
Exames posteriores

Hematológica

  • O teste de Coombs deve ser solicitado se o hemograma inicial apresentar anemia e características de hemólise, como elevação do VCM e da contagem de reticulócitos.

  • Os níveis de complemento devem ser considerados, mas não são necessários para o diagnóstico de LES. Eles podem ser usados no cenário de manifestações significativas em órgãos como cerebrite ou nefrite. Para que sejam úteis, as medições devem ser sequenciais e não únicas, com o intuito de acompanhar a resposta ao tratamento ou confirmar o agravamento da doença.

Imunológica

  • Os anticorpos antifosfolipídeos também devem ser solicitados em pacientes com história de trombose venosa ou arterial, abortos espontâneos ou em pacientes com um tempo de tromboplastina parcial (TTP) ativada prolongado.

  • Em geral, não é necessário fazer biópsia da pele para confirmar o diagnóstico de manifestações mucocutâneas, já que são tipicamente diagnosticadas por meios clínicos, mas pode ser realizada em caso de dúvidas quanto ao diagnóstico. A biópsia cutânea das áreas afetadas pode exibir depósitos imunes clássicos na junção derme-epiderme em imunofluorescência ou inflamação inespecífica.

Musculoesquelético

  • Se houver sinais e sintomas de envolvimento musculoesquelético, devem ser solicitadas radiografias das articulações afetadas.

  • Se houver evidências de dor inflamatória de localização inespecífica dos membros proximais com fraqueza, um exame de creatinina fosfoquinase pode ser realizado para excluir miosite.

Renal

  • A coleta de urina de 24 horas para análise de proteína ou a coleta de amostra de urina para exame da proporção proteína/creatinina devem ser realizadas se a urinálise for anormal.

  • Uma ultrassonografia renal deve ser realizada em pacientes com sedimento urinário anormal.

  • A biópsia renal é o exame mais sensível e específico para confirmar o diagnóstico de nefrite lúpica e classificar a extensão do comprometimento segundo a classificação do International Society of Nephrology (ISN) e da Renal Pathology Society (RPS) para a nefrite lúpica.[5] Como o comprometimento renal geralmente se desenvolve nos primeiros anos da doença, a pressão arterial, a urinálise e a taxa de filtração glomerular estimada devem ser monitoradas. Se houver qualquer anormalidade, deve-se obter a opinião de um especialista e solicitar uma biópsia. Se a glomerulonefrite estiver presente, ela será classificada com base no sistema do ISN e do Royal Pathology Society (RPS).
────────
## Tarefas
1/ Por favor, responda às perguntas sobre o texto sobre exames posteriores.
(a) Que teste deve ser solicitado se o hemograma inicial apresentar anemia e características de hemólise?
(b) Que exame pode ser realizado para excluir miosite?
(c) Em pacientes com sedimento urinário anormal, que exame deve ser realizado?
2/ Escreva a parte seguinte do texto sobre exames posteriores, começando depois da última frase apresentada.
As linhas abaixo não são necessárias.
────────
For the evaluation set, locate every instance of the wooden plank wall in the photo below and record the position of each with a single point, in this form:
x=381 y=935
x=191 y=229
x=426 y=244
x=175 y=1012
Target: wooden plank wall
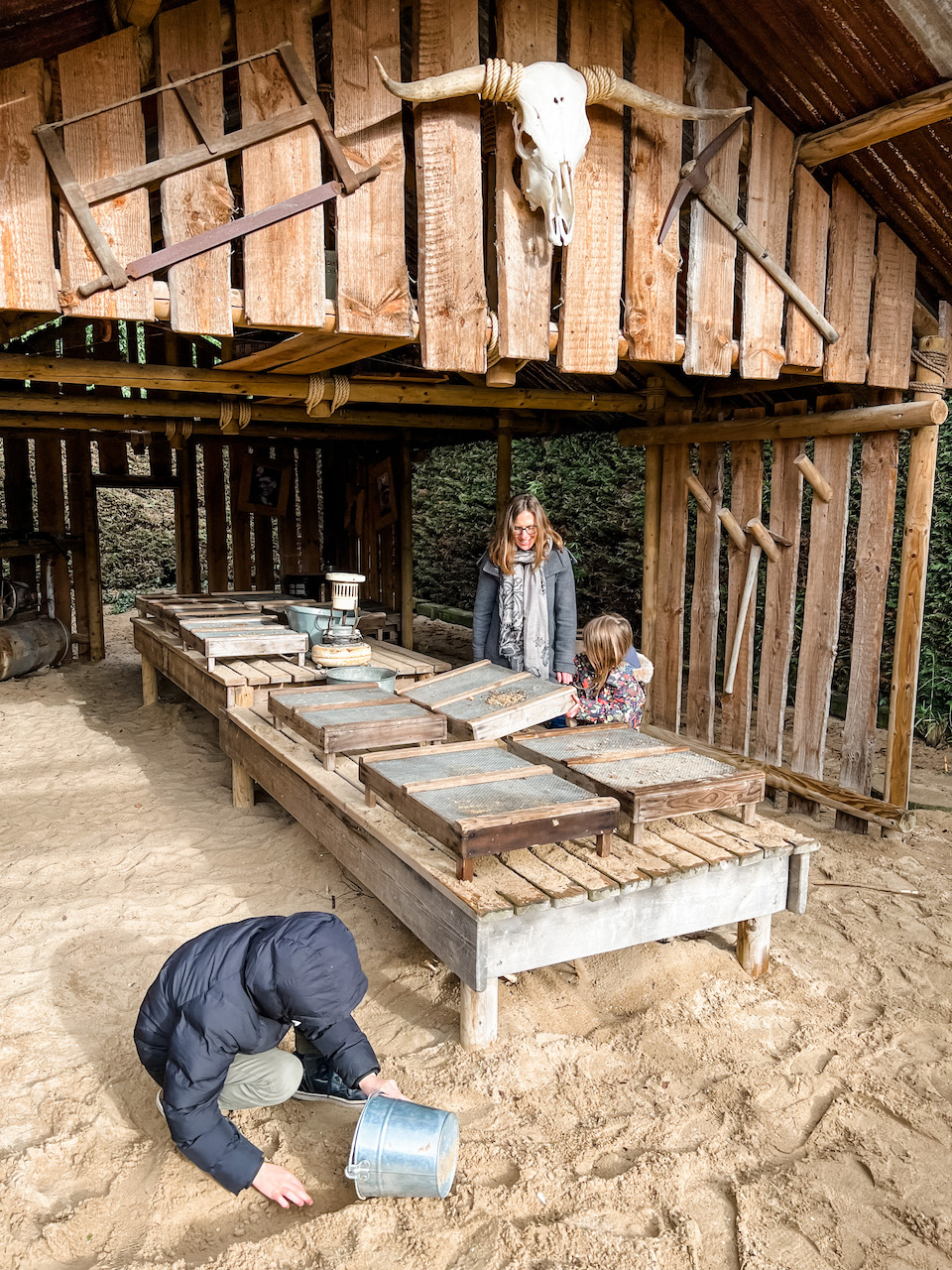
x=592 y=263
x=452 y=289
x=525 y=33
x=188 y=42
x=285 y=282
x=652 y=270
x=27 y=266
x=373 y=286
────────
## Respostas
1/
(a) O teste de Coombs.
(b) Um exame de creatinina fosfoquinase.
(c) Uma ultrassonografia renal.

2/
Cerebral

  • As manifestações cerebrais são normalmente diagnosticadas por meios clínicos. O lúpus do sistema nervoso central (SNC) pode ser um desafio diagnóstico. Poderá ser necessário realizar uma ressonância nuclear magnética (RNM) do cérebro se houver dúvida no diagnóstico, que irá mostrar áreas focais pequenas de sinal aumentado, que poderiam ser áreas de inflamação. Essas lesões podem se resolver com tratamento.

  • Em pacientes com LES que apresentam perda cognitiva progressiva, é recomendável procurar evidências clínicas de atividade do LES e é necessário descartar outras causas (tais como infecção, distúrbio eletrolítico, deficiência de vitaminas ou da tireoide ou efeitos colaterais de medicamentos).

  • A antiproteína P ribossomal está significativamente associada ao envolvimento do SNC e psicose.[71][72] É necessário padronizar os ensaios com antiproteína P ribossomal.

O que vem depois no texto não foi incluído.